*** RECORD EXCERPTS ***

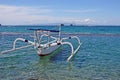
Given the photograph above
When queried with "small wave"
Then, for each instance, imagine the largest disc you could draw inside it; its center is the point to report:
(83, 34)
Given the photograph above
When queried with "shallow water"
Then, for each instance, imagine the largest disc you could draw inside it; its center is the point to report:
(97, 59)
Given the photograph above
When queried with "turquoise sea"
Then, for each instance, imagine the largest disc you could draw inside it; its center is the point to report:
(97, 59)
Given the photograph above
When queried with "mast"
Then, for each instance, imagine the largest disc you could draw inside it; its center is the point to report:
(60, 31)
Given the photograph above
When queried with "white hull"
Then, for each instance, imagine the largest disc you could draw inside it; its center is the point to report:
(47, 51)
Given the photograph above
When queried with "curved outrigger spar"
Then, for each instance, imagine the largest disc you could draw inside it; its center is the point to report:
(45, 43)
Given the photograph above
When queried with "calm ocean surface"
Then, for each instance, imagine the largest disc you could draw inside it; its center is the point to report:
(97, 59)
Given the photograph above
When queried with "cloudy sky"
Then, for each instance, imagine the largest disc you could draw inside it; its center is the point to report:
(93, 12)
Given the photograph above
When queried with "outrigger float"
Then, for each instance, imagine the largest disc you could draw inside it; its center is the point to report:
(46, 47)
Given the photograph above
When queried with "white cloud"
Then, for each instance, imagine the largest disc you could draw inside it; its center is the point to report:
(81, 11)
(34, 15)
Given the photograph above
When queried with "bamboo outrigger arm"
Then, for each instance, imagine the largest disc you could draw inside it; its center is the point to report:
(14, 45)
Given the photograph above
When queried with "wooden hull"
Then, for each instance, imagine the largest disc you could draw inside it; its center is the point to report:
(48, 51)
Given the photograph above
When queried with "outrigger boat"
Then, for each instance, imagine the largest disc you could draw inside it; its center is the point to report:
(46, 47)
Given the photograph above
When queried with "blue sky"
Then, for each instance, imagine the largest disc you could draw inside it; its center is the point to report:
(91, 12)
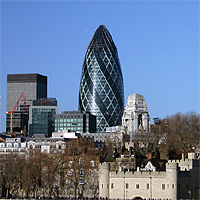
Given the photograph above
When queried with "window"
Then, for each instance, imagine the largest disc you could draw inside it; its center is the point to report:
(92, 163)
(81, 181)
(111, 185)
(69, 172)
(70, 163)
(81, 172)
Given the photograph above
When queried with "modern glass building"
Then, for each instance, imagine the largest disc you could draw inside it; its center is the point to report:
(21, 90)
(75, 121)
(41, 117)
(101, 87)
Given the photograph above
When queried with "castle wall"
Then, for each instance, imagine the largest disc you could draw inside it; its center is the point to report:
(143, 184)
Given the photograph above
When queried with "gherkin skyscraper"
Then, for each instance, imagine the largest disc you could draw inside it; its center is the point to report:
(101, 87)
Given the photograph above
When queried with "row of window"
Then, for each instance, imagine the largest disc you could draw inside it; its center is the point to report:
(69, 124)
(137, 186)
(68, 120)
(69, 128)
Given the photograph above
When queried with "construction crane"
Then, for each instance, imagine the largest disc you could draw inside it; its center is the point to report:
(12, 112)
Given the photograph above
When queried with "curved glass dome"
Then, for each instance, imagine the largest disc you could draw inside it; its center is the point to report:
(101, 87)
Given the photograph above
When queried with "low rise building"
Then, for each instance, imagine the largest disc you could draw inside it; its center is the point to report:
(75, 121)
(180, 180)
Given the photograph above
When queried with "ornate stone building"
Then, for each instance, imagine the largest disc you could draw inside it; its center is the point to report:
(136, 118)
(180, 180)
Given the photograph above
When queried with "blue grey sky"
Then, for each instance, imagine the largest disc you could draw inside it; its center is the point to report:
(157, 42)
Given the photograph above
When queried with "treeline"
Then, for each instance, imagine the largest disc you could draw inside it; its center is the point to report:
(69, 174)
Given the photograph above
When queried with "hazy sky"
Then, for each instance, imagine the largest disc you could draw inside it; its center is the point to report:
(158, 46)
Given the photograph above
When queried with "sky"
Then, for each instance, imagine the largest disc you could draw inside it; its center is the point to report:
(157, 41)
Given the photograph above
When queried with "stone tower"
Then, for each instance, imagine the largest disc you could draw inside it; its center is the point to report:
(136, 118)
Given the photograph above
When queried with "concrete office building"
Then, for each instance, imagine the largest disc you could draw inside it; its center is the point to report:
(21, 90)
(101, 87)
(41, 116)
(75, 121)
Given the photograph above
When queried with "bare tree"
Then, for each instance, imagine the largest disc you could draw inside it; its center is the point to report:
(80, 159)
(182, 133)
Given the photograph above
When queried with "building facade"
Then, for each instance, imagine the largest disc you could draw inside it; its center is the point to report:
(101, 87)
(180, 180)
(136, 117)
(41, 116)
(21, 90)
(75, 121)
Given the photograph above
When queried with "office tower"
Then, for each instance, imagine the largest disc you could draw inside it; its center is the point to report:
(101, 86)
(21, 90)
(75, 121)
(41, 116)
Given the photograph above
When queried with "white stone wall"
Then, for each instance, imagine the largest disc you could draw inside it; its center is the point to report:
(141, 184)
(136, 117)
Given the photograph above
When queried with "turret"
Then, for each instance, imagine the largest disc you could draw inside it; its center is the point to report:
(104, 180)
(171, 177)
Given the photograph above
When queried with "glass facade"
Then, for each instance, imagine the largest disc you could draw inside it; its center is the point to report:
(34, 86)
(75, 121)
(42, 116)
(101, 87)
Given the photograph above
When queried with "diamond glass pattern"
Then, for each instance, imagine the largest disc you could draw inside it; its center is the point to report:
(101, 87)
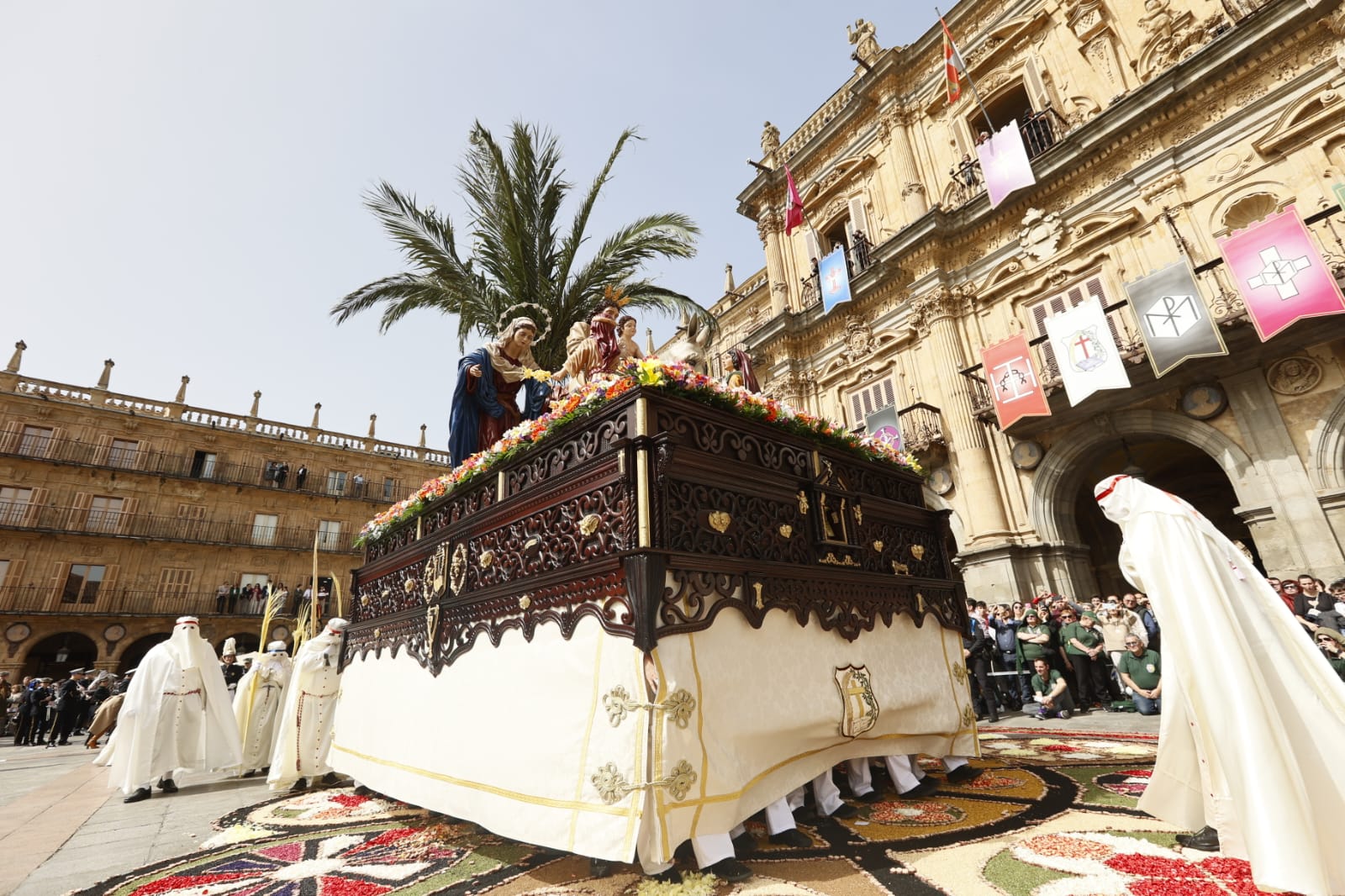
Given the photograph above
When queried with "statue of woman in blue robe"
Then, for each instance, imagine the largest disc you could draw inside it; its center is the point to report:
(488, 383)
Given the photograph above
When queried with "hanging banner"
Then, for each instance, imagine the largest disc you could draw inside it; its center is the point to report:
(1174, 318)
(1013, 381)
(1279, 273)
(836, 279)
(1084, 350)
(884, 427)
(1004, 161)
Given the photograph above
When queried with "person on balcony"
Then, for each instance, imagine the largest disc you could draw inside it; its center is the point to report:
(488, 383)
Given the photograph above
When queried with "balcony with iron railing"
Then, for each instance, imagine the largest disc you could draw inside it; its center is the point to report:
(84, 521)
(92, 600)
(190, 466)
(1226, 307)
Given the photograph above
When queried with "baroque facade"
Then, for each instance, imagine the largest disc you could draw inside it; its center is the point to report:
(119, 514)
(1154, 128)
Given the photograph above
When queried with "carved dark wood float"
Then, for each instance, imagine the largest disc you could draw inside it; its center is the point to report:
(760, 604)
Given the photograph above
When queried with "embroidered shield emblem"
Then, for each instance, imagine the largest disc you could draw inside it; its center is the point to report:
(860, 708)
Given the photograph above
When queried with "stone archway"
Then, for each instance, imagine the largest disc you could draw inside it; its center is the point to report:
(57, 654)
(138, 649)
(1062, 474)
(1327, 463)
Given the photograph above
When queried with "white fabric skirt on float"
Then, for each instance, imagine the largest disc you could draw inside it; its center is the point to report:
(558, 743)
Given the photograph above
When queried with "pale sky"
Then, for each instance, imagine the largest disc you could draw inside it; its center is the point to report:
(185, 179)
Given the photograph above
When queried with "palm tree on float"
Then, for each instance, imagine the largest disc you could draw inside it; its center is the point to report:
(520, 261)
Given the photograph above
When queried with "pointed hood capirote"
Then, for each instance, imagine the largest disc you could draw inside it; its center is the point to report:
(1254, 717)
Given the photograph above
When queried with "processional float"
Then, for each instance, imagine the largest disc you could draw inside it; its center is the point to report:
(650, 625)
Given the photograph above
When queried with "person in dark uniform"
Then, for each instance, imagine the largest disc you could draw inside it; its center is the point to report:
(229, 665)
(978, 649)
(27, 714)
(69, 707)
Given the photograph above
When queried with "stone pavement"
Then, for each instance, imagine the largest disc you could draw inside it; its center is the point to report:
(62, 829)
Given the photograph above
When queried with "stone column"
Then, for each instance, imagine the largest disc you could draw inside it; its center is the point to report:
(768, 228)
(1293, 535)
(903, 156)
(970, 452)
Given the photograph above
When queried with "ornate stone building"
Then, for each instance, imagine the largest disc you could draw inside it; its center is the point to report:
(119, 514)
(1154, 128)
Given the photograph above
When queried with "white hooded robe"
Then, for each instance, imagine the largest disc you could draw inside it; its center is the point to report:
(1253, 730)
(175, 714)
(257, 705)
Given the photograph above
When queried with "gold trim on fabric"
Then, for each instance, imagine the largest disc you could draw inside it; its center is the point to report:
(488, 788)
(737, 794)
(588, 736)
(642, 488)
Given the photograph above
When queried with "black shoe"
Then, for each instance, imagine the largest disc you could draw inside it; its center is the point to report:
(793, 837)
(962, 774)
(730, 869)
(1204, 840)
(926, 786)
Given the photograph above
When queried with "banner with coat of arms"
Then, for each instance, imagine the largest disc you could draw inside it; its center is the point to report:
(1086, 351)
(1015, 383)
(1279, 273)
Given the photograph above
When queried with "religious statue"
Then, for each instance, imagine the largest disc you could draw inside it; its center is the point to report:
(488, 382)
(593, 349)
(625, 329)
(770, 143)
(737, 370)
(862, 35)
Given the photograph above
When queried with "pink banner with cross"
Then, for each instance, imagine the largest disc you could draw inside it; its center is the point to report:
(1279, 273)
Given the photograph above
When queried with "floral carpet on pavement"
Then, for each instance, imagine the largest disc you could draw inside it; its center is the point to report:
(1052, 814)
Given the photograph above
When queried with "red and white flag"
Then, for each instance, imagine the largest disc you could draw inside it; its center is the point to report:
(1281, 273)
(1013, 381)
(794, 206)
(952, 65)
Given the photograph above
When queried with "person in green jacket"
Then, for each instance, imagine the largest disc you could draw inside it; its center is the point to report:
(1084, 647)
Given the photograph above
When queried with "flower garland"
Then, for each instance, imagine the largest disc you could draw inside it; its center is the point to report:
(650, 373)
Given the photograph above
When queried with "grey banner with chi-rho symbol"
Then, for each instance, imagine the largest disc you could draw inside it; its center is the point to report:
(1174, 318)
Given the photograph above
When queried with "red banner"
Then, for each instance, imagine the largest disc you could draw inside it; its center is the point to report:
(1281, 275)
(1013, 381)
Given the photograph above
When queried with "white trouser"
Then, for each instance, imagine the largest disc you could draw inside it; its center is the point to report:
(779, 817)
(715, 848)
(826, 794)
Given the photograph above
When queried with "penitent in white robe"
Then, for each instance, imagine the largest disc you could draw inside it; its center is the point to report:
(1253, 730)
(175, 716)
(257, 705)
(304, 730)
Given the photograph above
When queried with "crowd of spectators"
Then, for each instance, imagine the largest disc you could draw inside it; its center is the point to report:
(45, 710)
(1053, 656)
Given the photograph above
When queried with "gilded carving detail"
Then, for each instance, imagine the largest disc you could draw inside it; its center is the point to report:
(457, 569)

*** End of RECORD EXCERPTS ***

TASK> For every line above that includes the string "white", copy the line.

OUTPUT FOR THIS TASK>
When queried with "white hull"
When queried with "white cloud"
When queried with "white stone wall"
When queried with "white fabric skirt on float"
When queried with "white hooded robe"
When queried with "red and white flag"
When queried with "white trouser"
When queried with "penitent in white robe"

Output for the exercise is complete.